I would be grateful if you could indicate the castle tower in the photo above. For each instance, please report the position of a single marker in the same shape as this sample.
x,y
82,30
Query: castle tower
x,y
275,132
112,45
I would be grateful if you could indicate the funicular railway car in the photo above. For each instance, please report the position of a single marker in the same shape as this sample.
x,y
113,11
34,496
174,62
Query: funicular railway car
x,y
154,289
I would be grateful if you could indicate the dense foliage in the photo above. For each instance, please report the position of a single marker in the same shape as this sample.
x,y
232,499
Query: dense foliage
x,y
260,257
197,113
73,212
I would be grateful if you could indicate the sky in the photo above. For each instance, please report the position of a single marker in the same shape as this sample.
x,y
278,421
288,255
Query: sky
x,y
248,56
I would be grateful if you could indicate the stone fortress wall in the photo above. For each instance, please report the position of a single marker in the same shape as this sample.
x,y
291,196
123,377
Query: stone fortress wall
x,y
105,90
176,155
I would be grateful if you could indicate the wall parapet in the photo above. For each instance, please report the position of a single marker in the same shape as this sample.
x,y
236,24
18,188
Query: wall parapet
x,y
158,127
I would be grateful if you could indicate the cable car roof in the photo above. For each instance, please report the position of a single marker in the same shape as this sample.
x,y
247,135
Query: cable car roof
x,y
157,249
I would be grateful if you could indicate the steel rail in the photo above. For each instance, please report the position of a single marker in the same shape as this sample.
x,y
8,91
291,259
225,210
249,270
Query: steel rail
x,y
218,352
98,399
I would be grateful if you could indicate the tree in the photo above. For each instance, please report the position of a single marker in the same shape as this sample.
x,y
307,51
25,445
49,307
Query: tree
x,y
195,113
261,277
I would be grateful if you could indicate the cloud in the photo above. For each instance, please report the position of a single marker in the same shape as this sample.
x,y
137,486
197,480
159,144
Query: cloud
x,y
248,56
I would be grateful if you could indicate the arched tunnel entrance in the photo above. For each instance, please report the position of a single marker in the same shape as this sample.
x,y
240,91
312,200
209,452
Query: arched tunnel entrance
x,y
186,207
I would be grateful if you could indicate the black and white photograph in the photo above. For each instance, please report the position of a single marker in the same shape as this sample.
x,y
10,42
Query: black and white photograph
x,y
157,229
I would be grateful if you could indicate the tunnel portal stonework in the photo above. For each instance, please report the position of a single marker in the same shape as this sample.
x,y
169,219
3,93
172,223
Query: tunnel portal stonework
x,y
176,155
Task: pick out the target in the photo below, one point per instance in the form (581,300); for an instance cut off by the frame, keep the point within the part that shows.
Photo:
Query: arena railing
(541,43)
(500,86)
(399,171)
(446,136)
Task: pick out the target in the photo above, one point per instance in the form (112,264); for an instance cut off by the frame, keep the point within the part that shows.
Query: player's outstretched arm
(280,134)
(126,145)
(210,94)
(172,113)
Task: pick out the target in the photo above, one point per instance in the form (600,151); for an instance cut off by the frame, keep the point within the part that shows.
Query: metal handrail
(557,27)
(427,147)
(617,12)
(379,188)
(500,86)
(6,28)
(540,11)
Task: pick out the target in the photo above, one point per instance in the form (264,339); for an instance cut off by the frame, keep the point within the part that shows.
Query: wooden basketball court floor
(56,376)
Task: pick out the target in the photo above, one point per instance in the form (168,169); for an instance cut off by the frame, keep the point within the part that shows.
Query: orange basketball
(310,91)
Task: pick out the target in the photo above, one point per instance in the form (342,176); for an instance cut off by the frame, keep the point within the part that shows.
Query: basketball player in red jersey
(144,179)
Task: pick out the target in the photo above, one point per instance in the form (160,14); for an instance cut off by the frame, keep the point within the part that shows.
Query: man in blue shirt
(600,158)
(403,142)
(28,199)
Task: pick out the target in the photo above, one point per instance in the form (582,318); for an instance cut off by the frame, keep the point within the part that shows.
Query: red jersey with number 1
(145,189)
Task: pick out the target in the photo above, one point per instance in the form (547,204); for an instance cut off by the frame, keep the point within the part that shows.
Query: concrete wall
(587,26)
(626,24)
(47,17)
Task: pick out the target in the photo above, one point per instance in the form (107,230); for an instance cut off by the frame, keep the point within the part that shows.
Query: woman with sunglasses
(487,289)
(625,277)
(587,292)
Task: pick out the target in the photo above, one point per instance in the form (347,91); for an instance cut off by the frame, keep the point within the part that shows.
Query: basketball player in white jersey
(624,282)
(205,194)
= = = =
Aim of the exercise: Restate the data above word for word, omitting nothing.

Solved exercise:
I would be grateful if you could indicate the castle tower in the photo above. For each instance, please report the position of a single marker in the same shape as this sample.
x,y
82,30
Query: castle tower
x,y
275,132
112,45
I would be grateful if you could indicate the funicular railway car in the photo above. For each instance, please report the position of a single marker in the same shape as this sample.
x,y
113,11
34,496
174,62
Query: funicular railway car
x,y
154,289
I would be grateful if you could indicate the dense foliage in the photo above. For each instance, please report the position of a single marker in the same shape as this sample.
x,y
232,499
Query: dense foliage
x,y
260,257
197,113
73,212
I would be grateful if you could indicate the sky in the photo above. For each instance, please report the position of a single marker in the same shape as this sample.
x,y
278,421
288,255
Query: sky
x,y
248,56
I would be grateful if you could indicate the stone fortress wall in the photo above. For each instance, please report the position of a single marker in the same shape as this sample.
x,y
291,196
123,377
Query: stone fortress wall
x,y
105,90
176,155
I would be grateful if you could indicate the wall parapet in the photo above. For each instance, please report the position of a single marker in the same shape as this sample.
x,y
236,24
18,188
Query: wall parapet
x,y
158,127
I would be grateful if you could indicate the cable car roof in the photo above. For each instance, please report the position of a single marker in the same shape as this sample.
x,y
247,135
Query: cable car roof
x,y
157,249
I would be grateful if you could indicate the steel rail in the photo above. For each instance, please report the position of a single marker in the same shape as this sample.
x,y
8,91
291,259
225,210
249,270
Query: steel rail
x,y
218,352
98,399
I would be grateful if you could indicate the tree in the photo above. For each instance, please report the position of a single marker in the same shape as this sample.
x,y
307,51
25,445
49,307
Query: tree
x,y
195,113
261,277
I would be grateful if you could indicate the cloud in the photo above. For each instance, please report the position of a single marker in the same shape as this sample.
x,y
137,486
197,480
159,144
Query: cloud
x,y
248,56
I would be grateful if you could indicate the arched tunnel entrance in the photo above. For each instance, please report the position of a single marker in the same shape as this sample.
x,y
240,91
312,200
209,452
Query: arched tunnel entrance
x,y
186,207
I would be grateful if you could indicate the black and white photograph in the photo above. For each instance, please report the position of a single marker in the same shape as this sample.
x,y
10,42
Query: black and white photograph
x,y
157,229
I would be grateful if you could indicate the tunnel portal stonework in the photo above. For each instance, please report the position of a single marker in the same shape as this sample.
x,y
169,219
3,93
172,223
Query: tunnel portal stonework
x,y
176,155
Task: pick out the target in the photo below, one point per instance in the form (581,300); for an instance cut off by the frame, keep the point within the part that shows.
Photo:
Query: arena railing
(541,43)
(500,86)
(399,171)
(446,136)
Task: pick out the target in the photo above, one point per instance in the form (112,264); for an instance cut off by the frame, keep the point within the part that shows.
Query: player's outstretched arm
(280,134)
(126,145)
(210,94)
(172,113)
Task: pick out the target in the photo above, one point per instance in the form (600,151); for an instance cut off by the frame, keep the point within the part that shows.
Query: metal handrail
(557,27)
(427,147)
(617,12)
(379,188)
(500,86)
(6,28)
(540,11)
Task: pick out the target in the photo above, one point per instance in the form (264,339); for an instance cut off by the frame, keep the point within the part that shows.
Query: wooden basketball court floor
(56,376)
Task: pick out the target in the photo above, one point per instance in the form (168,169); for an instance cut off by the frame, keep the point within the part that shows.
Query: orange basketball
(310,91)
Task: pick out the target in the photo above, one point per instance in the form (342,176); for an instance cut off by the frame, keep the point within the part that shows.
Query: basketball player in red jersey
(144,179)
Task: pick out the target in the photo above, one point per instance in the form (160,14); for an instance cut off by the frame, keep the point within the part that shows.
Query: man in blue shirt
(600,158)
(403,142)
(28,199)
Task: pick out the target in the photo above, one point per instance in the form (582,318); for an instance cut off by the frame, keep the point within the part that shows.
Query: red jersey with number 1
(145,189)
Task: pick out the target in the photo above, one point per instance in the form (547,204); for an instance cut off by the frame, keep the point within the part that shows.
Query: concrete wall
(587,26)
(626,24)
(47,17)
Task: pick out the target in the photo above, one point per instance in the form (107,230); for an instance cut off by the frame, keep the point within the part that shows.
Query: woman with sunglasses
(487,289)
(625,277)
(587,292)
Task: pick out the target in the photo above, one point per instance in the form (347,91); for an instance cut off by the frame, keep the point within the part that shows.
Query: basketball player in white jersey
(624,282)
(205,194)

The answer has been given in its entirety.